▸ **WHAT THE TASK ASKS**
Rewrite the rows below, putting "ripe raspberry" wherever "wet raspberry" appears and keeping everything else the same. Omit the pictures from your version.

▸ **GIVEN RECORDS**
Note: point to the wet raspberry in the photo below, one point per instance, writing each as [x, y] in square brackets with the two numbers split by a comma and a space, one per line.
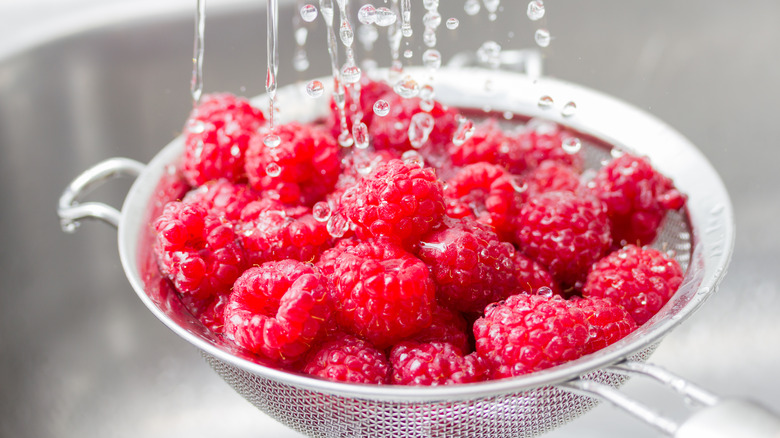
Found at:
[564, 232]
[384, 294]
[469, 264]
[433, 364]
[485, 192]
[216, 137]
[641, 280]
[348, 359]
[277, 309]
[398, 200]
[307, 161]
[637, 198]
[196, 250]
[609, 322]
[277, 232]
[528, 333]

▸ **SOLUTION BELOW**
Note: point to the ripe raspberry in the photo below, one point per instance, writing each as [x, y] in square brackets with the two numbers split by a comma and a space, one per line.
Found at:
[564, 232]
[384, 294]
[469, 264]
[433, 364]
[485, 192]
[216, 137]
[641, 280]
[348, 359]
[277, 309]
[398, 200]
[307, 161]
[637, 198]
[196, 250]
[609, 322]
[277, 232]
[528, 333]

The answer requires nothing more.